--- Job ---
Repeat the following lines exactly and nothing else: the line containing "Place one point on every instance of the window" and each line after it through the end of the listing.

--- Listed entries ---
--- Start ---
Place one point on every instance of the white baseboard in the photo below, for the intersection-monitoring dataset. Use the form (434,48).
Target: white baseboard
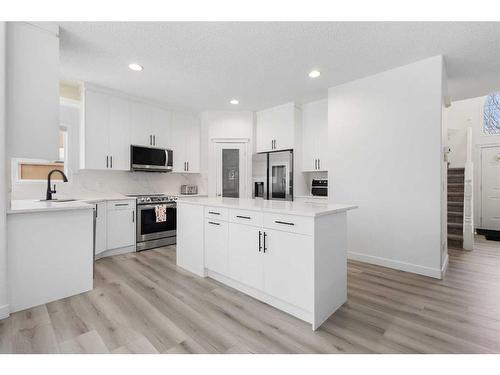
(445,266)
(4,311)
(396,264)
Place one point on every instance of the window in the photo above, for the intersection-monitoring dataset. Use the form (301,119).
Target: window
(36,170)
(491,114)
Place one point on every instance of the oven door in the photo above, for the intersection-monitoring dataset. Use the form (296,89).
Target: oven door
(149,229)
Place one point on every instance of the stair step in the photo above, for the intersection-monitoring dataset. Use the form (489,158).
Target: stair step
(456,171)
(456,179)
(455,228)
(456,187)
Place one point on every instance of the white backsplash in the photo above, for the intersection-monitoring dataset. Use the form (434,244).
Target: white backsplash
(86,183)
--- End ---
--- Complete output ---
Place one point on every instance of the window in the photo above, for the intersection-monitoring dataset. Use the form (301,119).
Target: window
(36,170)
(491,114)
Place one point on every instance of the oven door in the photo above, for the intersection-monitoring dataset. Use the form (296,89).
Target: oven door
(149,229)
Place one point on every instance of the stair step in the photo above, for the intersection-monitoring dataset. Use the form (489,158).
Target: stair step
(456,171)
(456,179)
(455,228)
(456,187)
Place one point on every instance of the white backsplash in the photo above, for the intersection-monitoring dataset. Use the form (434,244).
Target: white backsplash
(86,183)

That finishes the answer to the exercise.